-- What you have to do --
Would you output all the data exactly as it stands?

-- Saved data entries --

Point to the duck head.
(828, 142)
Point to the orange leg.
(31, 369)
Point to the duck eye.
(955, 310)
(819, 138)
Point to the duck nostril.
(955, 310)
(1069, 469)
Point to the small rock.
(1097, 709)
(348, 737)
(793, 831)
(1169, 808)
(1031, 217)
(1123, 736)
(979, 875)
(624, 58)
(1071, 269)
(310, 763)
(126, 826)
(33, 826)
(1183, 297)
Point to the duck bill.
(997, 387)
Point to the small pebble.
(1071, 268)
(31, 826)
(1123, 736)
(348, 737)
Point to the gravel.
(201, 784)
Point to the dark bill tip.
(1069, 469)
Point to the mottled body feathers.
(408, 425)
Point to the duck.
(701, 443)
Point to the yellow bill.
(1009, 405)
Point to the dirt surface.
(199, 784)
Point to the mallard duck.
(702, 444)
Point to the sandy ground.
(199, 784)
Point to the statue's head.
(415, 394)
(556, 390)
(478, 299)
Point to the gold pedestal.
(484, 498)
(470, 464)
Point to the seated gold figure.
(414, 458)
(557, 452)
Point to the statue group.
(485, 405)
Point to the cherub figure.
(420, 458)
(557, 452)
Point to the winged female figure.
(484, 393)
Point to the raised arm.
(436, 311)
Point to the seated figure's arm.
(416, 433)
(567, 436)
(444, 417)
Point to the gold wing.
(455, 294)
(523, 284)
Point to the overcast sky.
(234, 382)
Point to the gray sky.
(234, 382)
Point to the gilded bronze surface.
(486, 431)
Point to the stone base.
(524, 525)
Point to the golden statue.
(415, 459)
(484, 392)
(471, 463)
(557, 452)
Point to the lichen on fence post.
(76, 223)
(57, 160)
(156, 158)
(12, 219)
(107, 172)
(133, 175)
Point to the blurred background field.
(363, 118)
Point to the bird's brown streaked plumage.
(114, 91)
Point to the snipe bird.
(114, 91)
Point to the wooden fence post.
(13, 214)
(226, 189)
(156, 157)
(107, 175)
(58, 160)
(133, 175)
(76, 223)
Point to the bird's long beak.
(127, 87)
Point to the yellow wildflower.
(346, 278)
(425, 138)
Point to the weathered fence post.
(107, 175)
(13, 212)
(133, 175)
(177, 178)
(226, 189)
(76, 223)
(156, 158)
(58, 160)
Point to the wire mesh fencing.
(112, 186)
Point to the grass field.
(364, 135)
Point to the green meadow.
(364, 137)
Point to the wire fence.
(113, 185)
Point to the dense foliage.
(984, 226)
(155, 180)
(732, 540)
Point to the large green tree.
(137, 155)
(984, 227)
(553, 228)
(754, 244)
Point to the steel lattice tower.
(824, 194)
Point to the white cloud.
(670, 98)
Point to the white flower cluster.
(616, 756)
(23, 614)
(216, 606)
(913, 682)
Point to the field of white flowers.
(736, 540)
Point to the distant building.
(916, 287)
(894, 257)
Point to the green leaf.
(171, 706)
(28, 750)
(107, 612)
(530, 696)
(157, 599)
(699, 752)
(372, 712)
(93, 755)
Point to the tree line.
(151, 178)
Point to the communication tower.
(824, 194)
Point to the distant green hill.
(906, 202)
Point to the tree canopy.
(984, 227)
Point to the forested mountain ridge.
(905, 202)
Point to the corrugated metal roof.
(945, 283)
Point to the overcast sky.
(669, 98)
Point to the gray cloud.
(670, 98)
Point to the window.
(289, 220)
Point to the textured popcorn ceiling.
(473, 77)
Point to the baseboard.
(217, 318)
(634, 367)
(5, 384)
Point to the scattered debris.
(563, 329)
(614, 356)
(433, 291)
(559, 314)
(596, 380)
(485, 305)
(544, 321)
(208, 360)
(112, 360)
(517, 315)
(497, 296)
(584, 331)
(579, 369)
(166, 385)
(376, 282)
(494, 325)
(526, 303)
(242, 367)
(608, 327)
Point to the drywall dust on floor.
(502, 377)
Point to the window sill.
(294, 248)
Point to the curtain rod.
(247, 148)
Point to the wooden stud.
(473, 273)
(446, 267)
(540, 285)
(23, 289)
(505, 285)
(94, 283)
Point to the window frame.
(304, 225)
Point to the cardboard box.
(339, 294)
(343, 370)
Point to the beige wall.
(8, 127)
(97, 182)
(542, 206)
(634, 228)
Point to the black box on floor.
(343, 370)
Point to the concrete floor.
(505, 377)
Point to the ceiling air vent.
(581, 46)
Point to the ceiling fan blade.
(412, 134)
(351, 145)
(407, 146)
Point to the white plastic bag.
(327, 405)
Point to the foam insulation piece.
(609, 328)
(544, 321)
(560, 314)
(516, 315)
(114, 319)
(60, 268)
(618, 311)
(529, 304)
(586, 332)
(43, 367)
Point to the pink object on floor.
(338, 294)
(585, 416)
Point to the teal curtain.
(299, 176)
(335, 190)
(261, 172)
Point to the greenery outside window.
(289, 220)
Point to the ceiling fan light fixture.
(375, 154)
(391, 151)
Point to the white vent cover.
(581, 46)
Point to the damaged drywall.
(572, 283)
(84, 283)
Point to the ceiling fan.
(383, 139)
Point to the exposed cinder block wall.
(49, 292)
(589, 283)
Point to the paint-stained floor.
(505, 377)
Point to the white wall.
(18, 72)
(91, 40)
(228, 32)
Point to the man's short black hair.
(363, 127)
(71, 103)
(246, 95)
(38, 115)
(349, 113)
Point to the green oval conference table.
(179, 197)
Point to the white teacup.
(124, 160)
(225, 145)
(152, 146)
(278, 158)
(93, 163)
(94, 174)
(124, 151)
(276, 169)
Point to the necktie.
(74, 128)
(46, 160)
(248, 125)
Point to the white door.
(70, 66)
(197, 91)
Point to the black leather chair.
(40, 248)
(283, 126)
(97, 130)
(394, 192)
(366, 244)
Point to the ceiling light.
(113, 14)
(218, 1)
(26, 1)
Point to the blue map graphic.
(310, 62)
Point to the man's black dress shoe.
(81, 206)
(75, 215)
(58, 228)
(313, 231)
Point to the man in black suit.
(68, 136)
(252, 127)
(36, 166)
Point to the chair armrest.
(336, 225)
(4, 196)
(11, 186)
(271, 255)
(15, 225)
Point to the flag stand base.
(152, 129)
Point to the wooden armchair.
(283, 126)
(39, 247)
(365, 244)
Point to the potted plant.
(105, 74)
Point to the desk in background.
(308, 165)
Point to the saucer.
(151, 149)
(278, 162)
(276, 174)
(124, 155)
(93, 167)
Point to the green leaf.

-- Answer below --
Point to the duck head.
(828, 142)
Point to the orange leg.
(31, 369)
Point to the duck eye.
(955, 310)
(819, 138)
Point to the duck nostril.
(955, 310)
(1069, 469)
Point to the small rock.
(1097, 709)
(348, 737)
(793, 831)
(1169, 808)
(1031, 217)
(1123, 736)
(979, 875)
(624, 58)
(1071, 269)
(310, 763)
(126, 826)
(33, 826)
(1183, 297)
Point to the duck bill.
(997, 387)
Point to the small pebble.
(1071, 268)
(31, 826)
(1123, 736)
(348, 737)
Point to the gravel.
(201, 784)
Point to the dark bill tip.
(1069, 469)
Point to the mottled body feathers.
(408, 425)
Point to the duck.
(701, 443)
Point to the yellow bill.
(1009, 405)
Point to the dirt surface.
(199, 784)
Point to the mallard duck.
(702, 444)
Point to the sandy ground.
(199, 784)
Point to the statue's head.
(415, 394)
(556, 390)
(478, 299)
Point to the gold pedestal.
(484, 498)
(470, 464)
Point to the seated gold figure.
(414, 458)
(557, 452)
Point to the statue group.
(485, 405)
Point to the cherub figure.
(420, 458)
(557, 452)
Point to the winged female figure.
(484, 393)
Point to the raised arm.
(436, 311)
Point to the seated figure's arm.
(416, 433)
(567, 436)
(444, 417)
Point to the gold wing.
(455, 294)
(523, 284)
Point to the overcast sky.
(234, 382)
Point to the gray sky.
(234, 382)
Point to the gilded bronze surface.
(486, 431)
Point to the stone base.
(524, 525)
Point to the golden statue.
(415, 459)
(484, 392)
(471, 463)
(557, 452)
Point to the lichen on fence post.
(76, 223)
(57, 160)
(156, 158)
(12, 219)
(107, 172)
(133, 175)
Point to the blurred background field.
(363, 118)
Point to the bird's brown streaked plumage.
(114, 91)
Point to the snipe bird.
(114, 91)
Point to the wooden fence post.
(13, 214)
(226, 189)
(156, 157)
(107, 175)
(58, 160)
(133, 175)
(76, 223)
Point to the bird's long beak.
(127, 87)
Point to the yellow wildflower.
(346, 278)
(425, 138)
Point to the weathered fence post.
(107, 175)
(13, 212)
(133, 175)
(177, 178)
(226, 189)
(76, 223)
(156, 158)
(58, 160)
Point to the wire mesh fencing.
(112, 186)
Point to the grass field.
(364, 135)
Point to the green meadow.
(364, 137)
Point to the wire fence.
(113, 185)
Point to the dense foliage.
(984, 226)
(155, 180)
(732, 540)
Point to the large green tree.
(137, 155)
(984, 227)
(553, 228)
(754, 244)
Point to the steel lattice tower.
(824, 194)
Point to the white cloud.
(670, 98)
Point to the white flower cluster.
(616, 756)
(23, 614)
(216, 606)
(913, 682)
Point to the field of white flowers.
(736, 540)
Point to the distant building.
(916, 287)
(894, 257)
Point to the green leaf.
(171, 706)
(28, 750)
(107, 612)
(530, 696)
(157, 599)
(699, 752)
(372, 712)
(93, 755)
Point to the tree line.
(151, 178)
Point to the communication tower.
(824, 194)
Point to the distant green hill.
(906, 202)
Point to the tree canopy.
(984, 227)
Point to the forested mountain ridge.
(905, 202)
Point to the corrugated metal roof.
(945, 283)
Point to the overcast sky.
(669, 98)
Point to the gray cloud.
(670, 98)
Point to the window.
(289, 220)
Point to the textured popcorn ceiling.
(473, 77)
Point to the baseboard.
(217, 318)
(634, 367)
(5, 384)
Point to the scattered debris.
(563, 329)
(614, 356)
(433, 291)
(559, 314)
(596, 380)
(485, 305)
(544, 321)
(208, 360)
(112, 360)
(517, 315)
(497, 296)
(584, 331)
(579, 369)
(166, 385)
(376, 282)
(494, 325)
(526, 303)
(242, 367)
(608, 327)
Point to the drywall dust on floor.
(502, 377)
Point to the window sill.
(294, 248)
Point to the curtain rod.
(247, 148)
Point to the wooden stud.
(473, 273)
(446, 267)
(540, 285)
(23, 289)
(505, 285)
(94, 283)
Point to the window frame.
(304, 225)
Point to the cardboard box.
(339, 294)
(343, 370)
Point to the beige wall.
(8, 127)
(97, 182)
(542, 206)
(634, 228)
Point to the black box on floor.
(343, 370)
Point to the concrete floor.
(505, 377)
Point to the ceiling air vent.
(581, 46)
Point to the ceiling fan blade.
(412, 134)
(351, 145)
(407, 146)
Point to the white plastic bag.
(327, 405)
Point to the foam insulation piece.
(609, 328)
(544, 321)
(560, 314)
(516, 315)
(114, 319)
(60, 268)
(618, 311)
(529, 304)
(586, 332)
(43, 367)
Point to the pink object on floor.
(338, 294)
(585, 416)
Point to the teal curtain.
(299, 176)
(335, 190)
(261, 172)
Point to the greenery outside window.
(289, 220)
Point to the ceiling fan light fixture.
(375, 154)
(391, 151)
Point to the white vent cover.
(581, 46)
Point to the damaged drywall.
(572, 283)
(84, 283)
Point to the ceiling fan.
(383, 139)
Point to the exposed cinder block wall.
(49, 292)
(589, 283)
Point to the paint-stained floor.
(505, 377)
Point to the white wall.
(18, 72)
(91, 40)
(228, 32)
Point to the man's short black hair.
(363, 127)
(71, 103)
(246, 95)
(38, 115)
(349, 113)
Point to the green oval conference table.
(179, 197)
Point to the white teacup.
(124, 160)
(225, 145)
(152, 146)
(278, 158)
(93, 163)
(94, 174)
(124, 151)
(276, 169)
Point to the necktie.
(74, 128)
(46, 160)
(248, 125)
Point to the white door.
(70, 66)
(197, 91)
Point to the black leather chair.
(40, 248)
(283, 126)
(97, 130)
(394, 192)
(366, 244)
Point to the ceiling light.
(113, 14)
(218, 1)
(26, 1)
Point to the blue map graphic.
(310, 62)
Point to the man's black dress shoe.
(81, 206)
(75, 215)
(58, 228)
(313, 231)
Point to the man in black suit.
(68, 136)
(252, 127)
(36, 166)
Point to the chair armrest.
(336, 225)
(4, 196)
(11, 186)
(271, 255)
(15, 225)
Point to the flag stand base.
(152, 129)
Point to the wooden armchair.
(283, 126)
(39, 247)
(365, 244)
Point to the potted plant.
(105, 74)
Point to the desk in background.
(308, 165)
Point to the saucer.
(151, 149)
(278, 162)
(276, 174)
(124, 155)
(93, 167)
Point to the green leaf.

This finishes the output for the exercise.